DATASET ENTRIES:
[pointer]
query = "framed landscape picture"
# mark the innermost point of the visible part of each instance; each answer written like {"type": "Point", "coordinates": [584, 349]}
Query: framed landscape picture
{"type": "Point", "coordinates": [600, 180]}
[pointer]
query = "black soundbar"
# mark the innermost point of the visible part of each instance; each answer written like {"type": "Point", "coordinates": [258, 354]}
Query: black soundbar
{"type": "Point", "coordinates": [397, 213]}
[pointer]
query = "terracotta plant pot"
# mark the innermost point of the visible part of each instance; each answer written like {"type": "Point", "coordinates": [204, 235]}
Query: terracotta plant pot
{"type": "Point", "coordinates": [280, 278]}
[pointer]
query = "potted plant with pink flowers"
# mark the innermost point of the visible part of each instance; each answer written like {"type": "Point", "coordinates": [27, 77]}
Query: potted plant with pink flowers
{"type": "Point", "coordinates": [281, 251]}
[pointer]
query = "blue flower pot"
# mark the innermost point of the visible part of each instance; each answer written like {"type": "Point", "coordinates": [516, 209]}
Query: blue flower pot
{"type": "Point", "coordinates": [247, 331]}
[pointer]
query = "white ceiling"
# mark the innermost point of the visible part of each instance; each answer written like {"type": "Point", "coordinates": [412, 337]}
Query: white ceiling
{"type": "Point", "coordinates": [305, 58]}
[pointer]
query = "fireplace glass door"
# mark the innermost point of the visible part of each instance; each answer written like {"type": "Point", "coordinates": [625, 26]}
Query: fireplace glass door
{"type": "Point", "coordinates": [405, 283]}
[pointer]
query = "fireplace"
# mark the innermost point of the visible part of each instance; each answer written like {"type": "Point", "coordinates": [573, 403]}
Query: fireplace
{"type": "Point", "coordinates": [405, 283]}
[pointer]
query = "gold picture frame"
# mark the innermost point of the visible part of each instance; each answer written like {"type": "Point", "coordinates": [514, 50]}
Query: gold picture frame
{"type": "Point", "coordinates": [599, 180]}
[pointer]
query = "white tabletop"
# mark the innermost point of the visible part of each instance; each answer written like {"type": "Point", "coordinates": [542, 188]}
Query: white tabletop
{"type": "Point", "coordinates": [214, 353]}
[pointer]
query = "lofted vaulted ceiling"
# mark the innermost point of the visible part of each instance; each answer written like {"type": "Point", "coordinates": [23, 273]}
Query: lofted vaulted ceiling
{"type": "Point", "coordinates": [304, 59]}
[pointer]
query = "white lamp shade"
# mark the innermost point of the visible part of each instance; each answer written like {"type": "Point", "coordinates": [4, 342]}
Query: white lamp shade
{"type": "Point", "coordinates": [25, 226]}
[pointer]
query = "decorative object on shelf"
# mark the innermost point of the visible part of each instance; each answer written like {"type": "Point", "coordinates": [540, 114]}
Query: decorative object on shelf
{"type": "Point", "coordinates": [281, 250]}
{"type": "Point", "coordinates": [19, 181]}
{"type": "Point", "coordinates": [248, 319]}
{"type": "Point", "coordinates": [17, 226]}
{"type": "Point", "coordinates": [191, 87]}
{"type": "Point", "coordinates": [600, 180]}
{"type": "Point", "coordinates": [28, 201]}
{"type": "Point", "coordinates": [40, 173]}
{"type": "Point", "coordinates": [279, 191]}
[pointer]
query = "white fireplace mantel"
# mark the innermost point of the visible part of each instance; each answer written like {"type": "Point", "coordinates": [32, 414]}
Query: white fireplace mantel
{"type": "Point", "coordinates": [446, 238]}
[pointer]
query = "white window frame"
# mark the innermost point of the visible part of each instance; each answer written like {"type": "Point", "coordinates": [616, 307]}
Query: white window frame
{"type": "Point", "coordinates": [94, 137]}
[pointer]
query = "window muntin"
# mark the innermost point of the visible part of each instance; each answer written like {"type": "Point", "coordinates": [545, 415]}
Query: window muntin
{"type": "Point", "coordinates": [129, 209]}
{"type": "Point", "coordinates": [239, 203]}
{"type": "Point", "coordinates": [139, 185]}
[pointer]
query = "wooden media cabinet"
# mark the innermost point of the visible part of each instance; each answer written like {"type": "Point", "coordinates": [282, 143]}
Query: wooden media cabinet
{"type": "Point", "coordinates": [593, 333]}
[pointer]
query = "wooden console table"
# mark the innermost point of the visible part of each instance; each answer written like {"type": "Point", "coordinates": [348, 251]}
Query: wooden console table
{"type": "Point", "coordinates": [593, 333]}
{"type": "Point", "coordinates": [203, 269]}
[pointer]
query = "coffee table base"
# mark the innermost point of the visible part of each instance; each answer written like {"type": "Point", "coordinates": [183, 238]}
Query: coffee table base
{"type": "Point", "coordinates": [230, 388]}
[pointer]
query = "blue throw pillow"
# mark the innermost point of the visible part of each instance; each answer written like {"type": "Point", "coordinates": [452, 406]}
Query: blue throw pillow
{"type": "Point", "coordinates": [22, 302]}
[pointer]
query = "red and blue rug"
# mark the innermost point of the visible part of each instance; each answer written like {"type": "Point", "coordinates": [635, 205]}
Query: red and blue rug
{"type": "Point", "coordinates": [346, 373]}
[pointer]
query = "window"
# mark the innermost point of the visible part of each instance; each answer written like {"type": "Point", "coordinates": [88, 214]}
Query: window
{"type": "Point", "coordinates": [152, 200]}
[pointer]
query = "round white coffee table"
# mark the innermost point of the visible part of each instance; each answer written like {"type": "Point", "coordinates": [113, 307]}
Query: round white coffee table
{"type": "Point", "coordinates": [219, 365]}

INSTRUCTIONS FOR THE TASK: Print out the data exactly once more.

SOLUTION FOR THIS PROBLEM:
[pointer]
query = "framed landscape picture"
# mark the innermost point of the visible part of each instance; each answer written like {"type": "Point", "coordinates": [584, 349]}
Query: framed landscape picture
{"type": "Point", "coordinates": [600, 180]}
[pointer]
query = "black soundbar"
# mark the innermost point of the visible part of each instance; each answer written like {"type": "Point", "coordinates": [258, 354]}
Query: black soundbar
{"type": "Point", "coordinates": [397, 213]}
[pointer]
query = "terracotta plant pot"
# mark the innermost point of the visible part of each instance; each answer written like {"type": "Point", "coordinates": [204, 235]}
Query: terracotta plant pot
{"type": "Point", "coordinates": [280, 278]}
[pointer]
query = "potted plant with pink flowers"
# mark the innermost point of the visible part of each instance; each answer written like {"type": "Point", "coordinates": [27, 77]}
Query: potted plant with pink flowers
{"type": "Point", "coordinates": [281, 251]}
[pointer]
query = "blue flower pot"
# mark the innermost point of the visible part of each instance; each answer written like {"type": "Point", "coordinates": [516, 209]}
Query: blue flower pot
{"type": "Point", "coordinates": [247, 331]}
[pointer]
query = "white ceiling"
# mark the innermost point of the visible part of each instance; each answer written like {"type": "Point", "coordinates": [412, 337]}
Query: white ceiling
{"type": "Point", "coordinates": [305, 58]}
[pointer]
query = "fireplace glass door"
# mark the innermost point of the visible part of each instance; each answer written like {"type": "Point", "coordinates": [625, 26]}
Query: fireplace glass door
{"type": "Point", "coordinates": [405, 283]}
[pointer]
query = "fireplace"
# mark the innermost point of the visible part of each instance; each answer written like {"type": "Point", "coordinates": [573, 403]}
Query: fireplace
{"type": "Point", "coordinates": [405, 283]}
[pointer]
query = "gold picture frame"
# mark the innermost point of the visible part of each instance; each answer written like {"type": "Point", "coordinates": [514, 50]}
Query: gold picture frame
{"type": "Point", "coordinates": [599, 180]}
[pointer]
query = "white tabletop"
# mark the innermost point of the visible part of each instance; each answer written like {"type": "Point", "coordinates": [542, 188]}
Query: white tabletop
{"type": "Point", "coordinates": [214, 353]}
[pointer]
query = "lofted vaulted ceiling"
# mark the innermost point of the visible part of each instance; each answer written like {"type": "Point", "coordinates": [23, 273]}
Query: lofted vaulted ceiling
{"type": "Point", "coordinates": [304, 59]}
[pointer]
query = "white lamp shade"
# mark the innermost point of the visible part of each instance; each answer written like {"type": "Point", "coordinates": [4, 342]}
Query: white lamp shade
{"type": "Point", "coordinates": [25, 226]}
[pointer]
query = "decorative object on shelf"
# mark the innermost point of the visible part of each instance; each answer written like {"type": "Point", "coordinates": [540, 114]}
Query: decorative object on shelf
{"type": "Point", "coordinates": [281, 250]}
{"type": "Point", "coordinates": [19, 181]}
{"type": "Point", "coordinates": [248, 319]}
{"type": "Point", "coordinates": [17, 226]}
{"type": "Point", "coordinates": [191, 87]}
{"type": "Point", "coordinates": [600, 180]}
{"type": "Point", "coordinates": [28, 201]}
{"type": "Point", "coordinates": [40, 173]}
{"type": "Point", "coordinates": [279, 191]}
[pointer]
query = "white fireplace mantel"
# mark the innermost point of the visible part of each instance; each answer written like {"type": "Point", "coordinates": [32, 414]}
Query: white fireplace mantel
{"type": "Point", "coordinates": [446, 238]}
[pointer]
query = "white window frame"
# mark the innermost point of the visible part of each instance; each answer written like {"type": "Point", "coordinates": [616, 307]}
Query: white window frame
{"type": "Point", "coordinates": [94, 137]}
[pointer]
query = "window muntin"
# mark the innermost point of the visible part of each instance; each answer written like {"type": "Point", "coordinates": [545, 415]}
Query: window muntin
{"type": "Point", "coordinates": [129, 209]}
{"type": "Point", "coordinates": [239, 203]}
{"type": "Point", "coordinates": [139, 185]}
[pointer]
query = "wooden media cabinet"
# mark the innermost point of the visible part of each instance; each answer written like {"type": "Point", "coordinates": [282, 143]}
Query: wooden media cabinet
{"type": "Point", "coordinates": [593, 333]}
[pointer]
query = "wooden console table"
# mark the innermost point of the visible part of each instance; each answer written like {"type": "Point", "coordinates": [348, 251]}
Query: wooden console table
{"type": "Point", "coordinates": [593, 333]}
{"type": "Point", "coordinates": [203, 269]}
[pointer]
query = "coffee table base"
# mark the innermost point of the visible part of each instance; each answer written like {"type": "Point", "coordinates": [183, 238]}
Query: coffee table base
{"type": "Point", "coordinates": [230, 388]}
[pointer]
query = "blue throw pillow"
# mark the innermost point of the visible part of each instance; each answer written like {"type": "Point", "coordinates": [452, 406]}
Query: blue throw pillow
{"type": "Point", "coordinates": [22, 302]}
[pointer]
query = "red and blue rug"
# mark the innermost point of the visible part of each instance; each answer written like {"type": "Point", "coordinates": [635, 205]}
Query: red and blue rug
{"type": "Point", "coordinates": [346, 373]}
[pointer]
query = "window"
# mark the innermost point of the visible part of each instance; each answer written like {"type": "Point", "coordinates": [88, 214]}
Query: window
{"type": "Point", "coordinates": [152, 200]}
[pointer]
query = "round white coffee table"
# mark the innermost point of the visible part of each instance; each answer written like {"type": "Point", "coordinates": [113, 307]}
Query: round white coffee table
{"type": "Point", "coordinates": [219, 365]}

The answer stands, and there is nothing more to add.